WORK TO COMPLETE:
**1.** In the data testing interview, where must the tests run and pass before a developer is allowed to deploy ETL code?
**2.** According to the data testing interview, why must financial institutions provide proof of data testing and data consistency?
**3.** Proceed with the data testing interview from the point where it stops.

GIVEN PASSAGE:
═══

These testing rules can be embedded in a DevOps pipeline of large financial firms. You might have a developer who develops the ETL code, but we will not allow him or her to deploy the process until the tests are run in Jenkins and pass. And then some of these rules are embedded in the system that you are using to monitor and observe your processes for data reliability.

Q: And your customers’ compliance requirements are critical to all this?

Absolutely. Financial firms have many regulatory and compliance requirements, especially around data.   There are GDPR requirements for privacy; then there are the BCBS-239, FINRA, and other rules for data accuracy… the list goes on and on. Fundamentally, financial institutions must provide proof of data testing for every data project that was developed and proof of data consistency every time the data transfer or processing occurs.

And this is all complicated testing requirements with firms that are merging data because of M&A or internal reorganization.

The key thing is that iceEDQ is technology agnostic and business agnostic. And that is critical for data management in financial services. For example, you may be taking end of day stock prices from multiple sources. Without testing how do you ensure that there are no price differences?

═══

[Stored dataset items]
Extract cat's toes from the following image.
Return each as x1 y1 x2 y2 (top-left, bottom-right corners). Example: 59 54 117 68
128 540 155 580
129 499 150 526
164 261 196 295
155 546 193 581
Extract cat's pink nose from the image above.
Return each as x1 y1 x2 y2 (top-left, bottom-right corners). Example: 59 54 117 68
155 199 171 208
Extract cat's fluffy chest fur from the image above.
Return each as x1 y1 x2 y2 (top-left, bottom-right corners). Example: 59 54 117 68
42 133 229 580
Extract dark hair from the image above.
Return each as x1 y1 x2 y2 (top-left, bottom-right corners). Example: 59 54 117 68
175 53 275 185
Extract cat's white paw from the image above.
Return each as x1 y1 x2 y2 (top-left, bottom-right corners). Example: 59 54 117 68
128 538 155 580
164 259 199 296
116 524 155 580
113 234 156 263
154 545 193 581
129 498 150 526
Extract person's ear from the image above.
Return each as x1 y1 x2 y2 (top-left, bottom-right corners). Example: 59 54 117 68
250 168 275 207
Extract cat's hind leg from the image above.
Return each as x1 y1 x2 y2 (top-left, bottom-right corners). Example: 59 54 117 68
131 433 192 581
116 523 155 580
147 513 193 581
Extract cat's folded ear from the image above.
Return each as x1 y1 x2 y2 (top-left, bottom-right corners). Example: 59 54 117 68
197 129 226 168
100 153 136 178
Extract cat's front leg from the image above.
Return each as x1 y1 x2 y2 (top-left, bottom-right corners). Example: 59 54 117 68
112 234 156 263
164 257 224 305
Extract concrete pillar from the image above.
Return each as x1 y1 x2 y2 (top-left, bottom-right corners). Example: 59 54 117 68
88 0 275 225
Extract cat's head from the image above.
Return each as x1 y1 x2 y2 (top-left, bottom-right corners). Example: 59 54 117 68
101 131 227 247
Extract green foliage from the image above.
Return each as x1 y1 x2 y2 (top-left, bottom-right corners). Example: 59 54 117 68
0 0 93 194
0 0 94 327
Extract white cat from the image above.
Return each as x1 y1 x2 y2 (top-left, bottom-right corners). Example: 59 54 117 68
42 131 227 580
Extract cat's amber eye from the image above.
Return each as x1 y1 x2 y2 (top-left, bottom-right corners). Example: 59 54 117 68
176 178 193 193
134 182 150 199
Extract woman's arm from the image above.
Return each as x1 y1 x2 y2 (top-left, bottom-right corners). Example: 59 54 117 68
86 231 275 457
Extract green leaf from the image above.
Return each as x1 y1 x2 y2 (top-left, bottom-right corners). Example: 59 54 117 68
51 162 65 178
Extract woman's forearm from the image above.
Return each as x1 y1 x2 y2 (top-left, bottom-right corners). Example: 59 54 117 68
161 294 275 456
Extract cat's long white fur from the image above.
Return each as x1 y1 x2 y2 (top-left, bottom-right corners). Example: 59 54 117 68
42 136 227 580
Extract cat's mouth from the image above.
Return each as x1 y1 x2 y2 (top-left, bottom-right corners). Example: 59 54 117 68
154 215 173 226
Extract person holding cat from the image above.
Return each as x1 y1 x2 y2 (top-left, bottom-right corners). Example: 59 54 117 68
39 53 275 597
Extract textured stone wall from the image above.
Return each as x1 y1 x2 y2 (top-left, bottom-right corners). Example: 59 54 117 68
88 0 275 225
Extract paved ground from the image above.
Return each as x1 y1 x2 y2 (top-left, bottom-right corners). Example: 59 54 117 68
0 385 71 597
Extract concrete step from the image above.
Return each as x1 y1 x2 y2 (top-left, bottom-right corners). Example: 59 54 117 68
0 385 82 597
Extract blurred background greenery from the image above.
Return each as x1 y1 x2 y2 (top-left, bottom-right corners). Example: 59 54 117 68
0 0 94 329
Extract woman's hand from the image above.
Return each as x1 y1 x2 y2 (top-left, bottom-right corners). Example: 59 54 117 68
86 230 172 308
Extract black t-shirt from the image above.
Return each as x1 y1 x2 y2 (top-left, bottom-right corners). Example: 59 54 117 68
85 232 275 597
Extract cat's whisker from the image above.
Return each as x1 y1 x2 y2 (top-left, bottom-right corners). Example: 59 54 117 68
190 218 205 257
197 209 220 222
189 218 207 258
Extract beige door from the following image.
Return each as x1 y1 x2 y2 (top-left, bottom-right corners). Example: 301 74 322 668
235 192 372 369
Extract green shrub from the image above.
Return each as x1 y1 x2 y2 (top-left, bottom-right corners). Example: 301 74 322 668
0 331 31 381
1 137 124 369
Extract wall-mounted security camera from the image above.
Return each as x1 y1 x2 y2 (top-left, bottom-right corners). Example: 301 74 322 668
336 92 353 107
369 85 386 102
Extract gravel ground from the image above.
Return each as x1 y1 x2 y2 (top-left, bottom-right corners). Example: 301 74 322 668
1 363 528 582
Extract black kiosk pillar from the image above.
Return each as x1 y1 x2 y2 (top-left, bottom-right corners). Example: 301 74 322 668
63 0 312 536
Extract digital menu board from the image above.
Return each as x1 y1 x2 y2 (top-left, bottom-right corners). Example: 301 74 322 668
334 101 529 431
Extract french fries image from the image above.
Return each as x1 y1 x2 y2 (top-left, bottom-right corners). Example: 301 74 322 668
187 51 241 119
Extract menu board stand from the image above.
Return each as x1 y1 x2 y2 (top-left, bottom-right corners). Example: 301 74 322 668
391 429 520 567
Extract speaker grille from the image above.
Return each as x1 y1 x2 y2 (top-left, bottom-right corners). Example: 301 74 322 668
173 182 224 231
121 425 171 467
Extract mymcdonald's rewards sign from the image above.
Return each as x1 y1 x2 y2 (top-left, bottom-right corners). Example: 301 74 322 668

═══

ANSWERS TO THE PROBLEMS:
**1.** In Jenkins.

**2.** Financial firms face many regulatory and compliance requirements around data. These include GDPR for privacy and BCBS-239, FINRA, and other rules for data accuracy. As a result, they must prove testing for every data project and prove consistency each time data is transferred or processed.

**3.**
Financial firms may have data in different formats in different proprietary databases or in a spark cluster, for example. But the key thing is how you validate the data based on auditing with rules, and independent of data processing. The testing may be done on processing requirements but many times they are also based on business rules that are “universal truths” for your institutions.

Q: There have been some glaring examples of banks that have had major problems with data transitions. For example, in 2018 when TSB in the UK was transitioning its customer data to its new owner, Sabadell, the Spanish bank. There was a huge failure which meant TSB’s online services went down for weeks.

Yes, I’m not familiar with the intricacies of that example but the root cause of these problems is often that there was no certification and validation of the data merger.

Why? Often because they don’t have the expertise because many of the key people come from application testing. They might have the tools to manage many millions of data records, but they didn’t have the ability to create business rules.

Some of the reasons identified for the TSB migration failures were, inaccurate data mapping, data transfer errors, data corruption, system integration issues, data validation errors, testing shortcomings, quality control lapses, lack of contingency plans, duplication of data and inadequate data validation and testing.

I’ve been involved in many data mergers, and you need multiple teams because the volume of the data requires that. TSB’s most of the data related issues would have been solved with automated data testing at scale.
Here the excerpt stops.